>> begin Dataset content

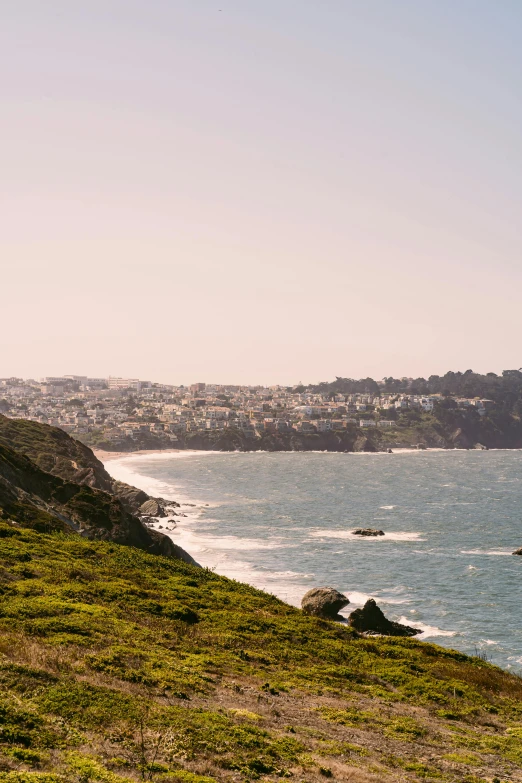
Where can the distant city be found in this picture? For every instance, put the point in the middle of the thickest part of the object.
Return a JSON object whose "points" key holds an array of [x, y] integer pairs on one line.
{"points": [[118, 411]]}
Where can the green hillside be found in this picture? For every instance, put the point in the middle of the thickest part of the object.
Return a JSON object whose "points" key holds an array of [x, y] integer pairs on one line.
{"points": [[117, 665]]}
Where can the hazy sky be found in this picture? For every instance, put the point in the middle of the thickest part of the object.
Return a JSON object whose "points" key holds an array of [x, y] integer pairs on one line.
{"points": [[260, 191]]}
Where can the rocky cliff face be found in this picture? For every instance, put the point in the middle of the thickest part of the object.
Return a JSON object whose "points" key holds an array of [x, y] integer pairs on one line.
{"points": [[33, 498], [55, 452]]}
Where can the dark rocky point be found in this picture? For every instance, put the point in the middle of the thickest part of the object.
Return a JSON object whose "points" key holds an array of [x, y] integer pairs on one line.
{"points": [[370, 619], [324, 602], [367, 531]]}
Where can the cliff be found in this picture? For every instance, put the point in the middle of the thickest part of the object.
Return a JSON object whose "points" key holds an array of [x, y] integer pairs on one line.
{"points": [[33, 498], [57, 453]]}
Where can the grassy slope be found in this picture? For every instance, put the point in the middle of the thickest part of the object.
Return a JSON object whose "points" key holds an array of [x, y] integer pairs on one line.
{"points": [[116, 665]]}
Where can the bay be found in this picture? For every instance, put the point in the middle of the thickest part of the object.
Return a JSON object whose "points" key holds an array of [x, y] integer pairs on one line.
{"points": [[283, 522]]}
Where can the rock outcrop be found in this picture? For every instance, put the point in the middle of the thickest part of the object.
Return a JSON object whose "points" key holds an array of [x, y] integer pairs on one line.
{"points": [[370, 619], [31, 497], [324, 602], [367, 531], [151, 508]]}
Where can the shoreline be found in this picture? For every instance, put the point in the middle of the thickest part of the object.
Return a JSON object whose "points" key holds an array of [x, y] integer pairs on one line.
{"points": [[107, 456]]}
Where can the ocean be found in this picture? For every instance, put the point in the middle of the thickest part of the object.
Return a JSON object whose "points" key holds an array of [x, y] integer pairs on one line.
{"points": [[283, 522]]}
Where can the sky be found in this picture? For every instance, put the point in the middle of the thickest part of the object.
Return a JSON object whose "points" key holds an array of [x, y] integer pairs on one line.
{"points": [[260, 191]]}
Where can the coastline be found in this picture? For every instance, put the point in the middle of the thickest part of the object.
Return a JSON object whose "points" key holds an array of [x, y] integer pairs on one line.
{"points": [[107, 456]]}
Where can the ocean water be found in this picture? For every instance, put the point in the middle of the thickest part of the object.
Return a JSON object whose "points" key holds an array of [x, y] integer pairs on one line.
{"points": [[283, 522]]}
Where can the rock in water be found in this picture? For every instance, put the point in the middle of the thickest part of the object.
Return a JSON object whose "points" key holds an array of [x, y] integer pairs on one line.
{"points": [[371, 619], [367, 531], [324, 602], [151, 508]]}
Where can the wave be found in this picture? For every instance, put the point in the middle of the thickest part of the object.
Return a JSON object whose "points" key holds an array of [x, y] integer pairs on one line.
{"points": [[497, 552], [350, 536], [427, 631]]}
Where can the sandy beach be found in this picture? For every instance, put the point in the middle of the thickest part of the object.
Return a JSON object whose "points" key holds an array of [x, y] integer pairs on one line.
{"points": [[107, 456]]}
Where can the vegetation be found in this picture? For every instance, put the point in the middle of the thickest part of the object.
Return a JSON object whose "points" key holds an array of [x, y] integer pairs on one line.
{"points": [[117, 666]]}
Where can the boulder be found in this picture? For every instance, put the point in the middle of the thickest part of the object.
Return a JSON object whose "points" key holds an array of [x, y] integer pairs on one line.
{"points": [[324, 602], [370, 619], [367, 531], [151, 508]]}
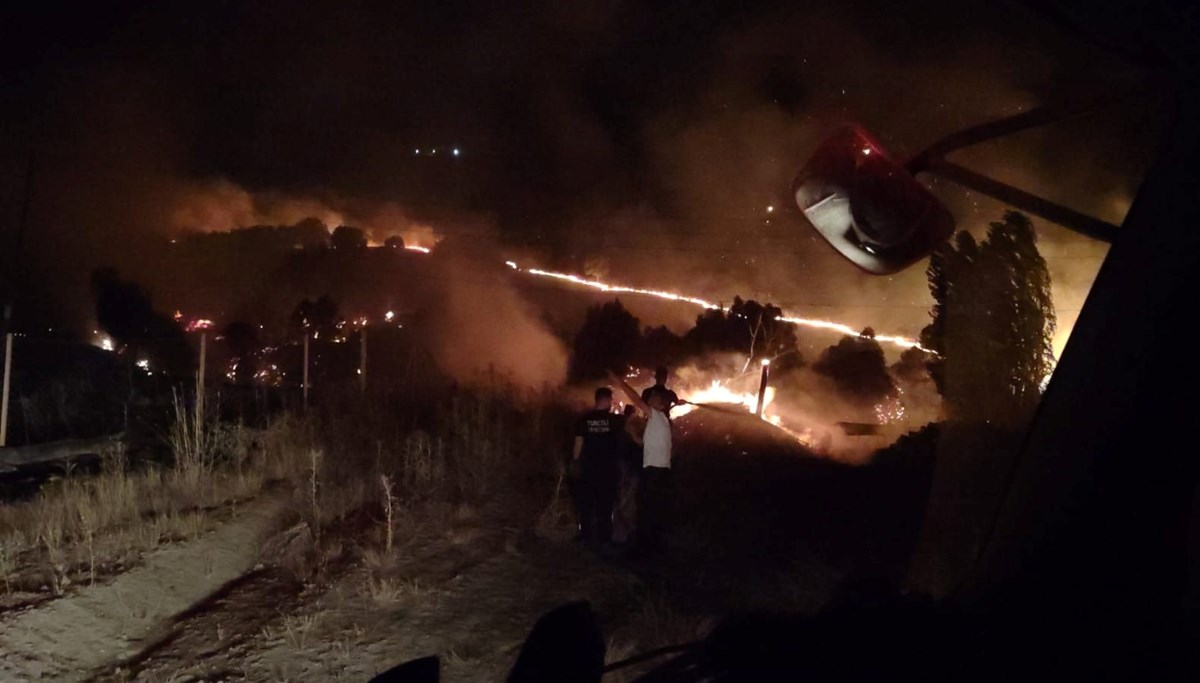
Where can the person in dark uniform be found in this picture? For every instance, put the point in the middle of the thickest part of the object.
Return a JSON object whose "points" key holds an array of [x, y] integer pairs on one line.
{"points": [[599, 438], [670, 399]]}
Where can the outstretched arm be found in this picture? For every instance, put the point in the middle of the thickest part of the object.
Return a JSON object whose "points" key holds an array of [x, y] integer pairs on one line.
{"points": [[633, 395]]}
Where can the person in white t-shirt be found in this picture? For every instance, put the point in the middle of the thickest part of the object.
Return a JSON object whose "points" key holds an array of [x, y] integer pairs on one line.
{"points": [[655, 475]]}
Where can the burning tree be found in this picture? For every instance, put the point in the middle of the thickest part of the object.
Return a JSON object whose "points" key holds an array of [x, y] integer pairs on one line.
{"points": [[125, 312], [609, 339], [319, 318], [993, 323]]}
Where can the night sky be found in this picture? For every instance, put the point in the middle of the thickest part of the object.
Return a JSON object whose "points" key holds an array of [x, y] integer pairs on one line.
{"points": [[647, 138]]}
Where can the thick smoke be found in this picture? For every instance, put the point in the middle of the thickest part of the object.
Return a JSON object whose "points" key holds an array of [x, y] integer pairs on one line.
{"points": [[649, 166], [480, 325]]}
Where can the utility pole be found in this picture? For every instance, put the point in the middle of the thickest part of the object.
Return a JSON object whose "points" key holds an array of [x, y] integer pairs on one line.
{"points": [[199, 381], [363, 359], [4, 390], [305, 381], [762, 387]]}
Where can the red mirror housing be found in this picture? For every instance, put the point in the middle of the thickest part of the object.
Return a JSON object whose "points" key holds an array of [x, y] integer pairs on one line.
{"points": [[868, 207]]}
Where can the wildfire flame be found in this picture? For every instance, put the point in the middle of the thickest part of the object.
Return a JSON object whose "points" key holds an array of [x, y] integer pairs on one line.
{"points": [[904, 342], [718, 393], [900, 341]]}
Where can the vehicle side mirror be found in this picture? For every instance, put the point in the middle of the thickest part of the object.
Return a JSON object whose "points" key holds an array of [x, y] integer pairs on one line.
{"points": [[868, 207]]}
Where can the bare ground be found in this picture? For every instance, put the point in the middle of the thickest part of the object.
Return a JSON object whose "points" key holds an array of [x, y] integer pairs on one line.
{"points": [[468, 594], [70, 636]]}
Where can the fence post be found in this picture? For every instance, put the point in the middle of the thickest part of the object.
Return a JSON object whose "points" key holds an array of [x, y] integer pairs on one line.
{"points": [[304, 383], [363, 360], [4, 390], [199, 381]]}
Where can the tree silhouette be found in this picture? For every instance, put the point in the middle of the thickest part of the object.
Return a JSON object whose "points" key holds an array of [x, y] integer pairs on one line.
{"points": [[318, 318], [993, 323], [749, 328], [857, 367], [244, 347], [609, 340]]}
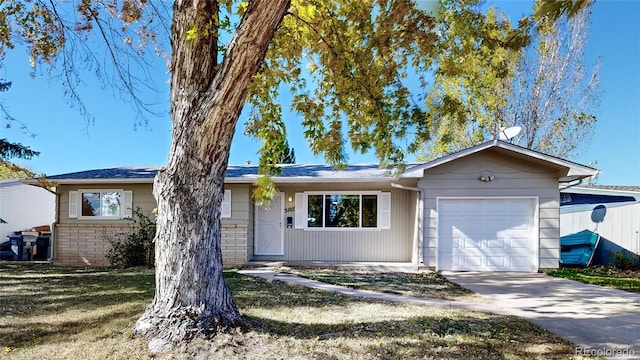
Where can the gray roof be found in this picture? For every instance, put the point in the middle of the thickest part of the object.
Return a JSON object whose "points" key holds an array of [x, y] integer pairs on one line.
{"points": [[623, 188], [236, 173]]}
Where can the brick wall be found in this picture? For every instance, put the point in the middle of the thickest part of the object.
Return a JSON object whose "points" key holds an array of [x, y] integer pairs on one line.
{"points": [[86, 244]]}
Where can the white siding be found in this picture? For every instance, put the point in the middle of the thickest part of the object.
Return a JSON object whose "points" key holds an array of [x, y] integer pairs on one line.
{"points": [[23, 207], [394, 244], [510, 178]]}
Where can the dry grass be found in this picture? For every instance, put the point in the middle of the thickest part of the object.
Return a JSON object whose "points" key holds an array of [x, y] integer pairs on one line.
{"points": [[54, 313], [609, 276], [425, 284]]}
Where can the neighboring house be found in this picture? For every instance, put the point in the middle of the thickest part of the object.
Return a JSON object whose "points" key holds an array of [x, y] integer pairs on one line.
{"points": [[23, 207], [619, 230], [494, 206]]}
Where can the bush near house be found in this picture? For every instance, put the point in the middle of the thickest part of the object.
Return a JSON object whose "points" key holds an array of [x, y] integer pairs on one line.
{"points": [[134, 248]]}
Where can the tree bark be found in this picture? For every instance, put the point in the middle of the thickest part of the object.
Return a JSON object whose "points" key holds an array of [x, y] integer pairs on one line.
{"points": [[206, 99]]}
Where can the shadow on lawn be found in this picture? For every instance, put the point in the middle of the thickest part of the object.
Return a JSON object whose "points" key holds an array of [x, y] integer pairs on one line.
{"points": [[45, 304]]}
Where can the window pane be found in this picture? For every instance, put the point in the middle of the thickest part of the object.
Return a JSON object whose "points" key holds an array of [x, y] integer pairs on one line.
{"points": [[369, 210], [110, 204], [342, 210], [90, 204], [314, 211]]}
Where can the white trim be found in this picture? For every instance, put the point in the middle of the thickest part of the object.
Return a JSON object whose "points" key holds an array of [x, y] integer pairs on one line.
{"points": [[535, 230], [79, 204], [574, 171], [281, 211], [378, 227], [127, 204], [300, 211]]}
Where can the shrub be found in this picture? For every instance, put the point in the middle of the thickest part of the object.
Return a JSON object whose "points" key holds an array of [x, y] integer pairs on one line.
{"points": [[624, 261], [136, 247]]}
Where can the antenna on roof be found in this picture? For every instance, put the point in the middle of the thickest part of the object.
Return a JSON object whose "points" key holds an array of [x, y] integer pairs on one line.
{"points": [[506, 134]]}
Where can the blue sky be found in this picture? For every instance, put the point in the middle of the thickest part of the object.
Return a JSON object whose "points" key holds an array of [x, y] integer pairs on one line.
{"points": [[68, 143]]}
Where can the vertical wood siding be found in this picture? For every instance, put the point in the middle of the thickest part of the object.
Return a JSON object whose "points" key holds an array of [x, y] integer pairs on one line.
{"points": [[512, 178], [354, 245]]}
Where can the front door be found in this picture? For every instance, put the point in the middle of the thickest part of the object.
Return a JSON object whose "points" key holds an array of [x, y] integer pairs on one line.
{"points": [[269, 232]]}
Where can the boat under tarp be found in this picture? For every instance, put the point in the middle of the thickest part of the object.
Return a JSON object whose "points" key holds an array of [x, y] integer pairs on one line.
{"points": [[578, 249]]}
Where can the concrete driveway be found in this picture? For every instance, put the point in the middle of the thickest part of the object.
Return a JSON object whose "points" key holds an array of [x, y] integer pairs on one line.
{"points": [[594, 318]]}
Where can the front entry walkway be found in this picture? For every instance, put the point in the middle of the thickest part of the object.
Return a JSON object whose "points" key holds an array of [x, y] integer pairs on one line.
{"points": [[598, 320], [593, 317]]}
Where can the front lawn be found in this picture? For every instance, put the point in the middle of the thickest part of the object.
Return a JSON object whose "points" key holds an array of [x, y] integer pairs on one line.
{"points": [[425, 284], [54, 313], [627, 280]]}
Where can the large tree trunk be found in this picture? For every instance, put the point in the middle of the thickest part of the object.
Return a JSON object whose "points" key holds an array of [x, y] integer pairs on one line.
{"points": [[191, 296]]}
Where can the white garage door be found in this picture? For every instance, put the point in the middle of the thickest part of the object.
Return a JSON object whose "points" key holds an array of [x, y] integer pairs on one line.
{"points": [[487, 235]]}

>> end Dataset content

Your goal
Write out the listing again, requests included, starting with the line containing "Where can the white garage" and going on through the end of the listing, giving only those lines. Scale every coordinate in the answers by 1.85, rounding each result to a whole number with halves rounded up.

The output
Where can the white garage door be found in this picture? For every instance, put the point in the middle of the thickest part of the object.
Return a JSON object whose "points" key holds an array of [x, y] integer pairs on one line.
{"points": [[901, 435]]}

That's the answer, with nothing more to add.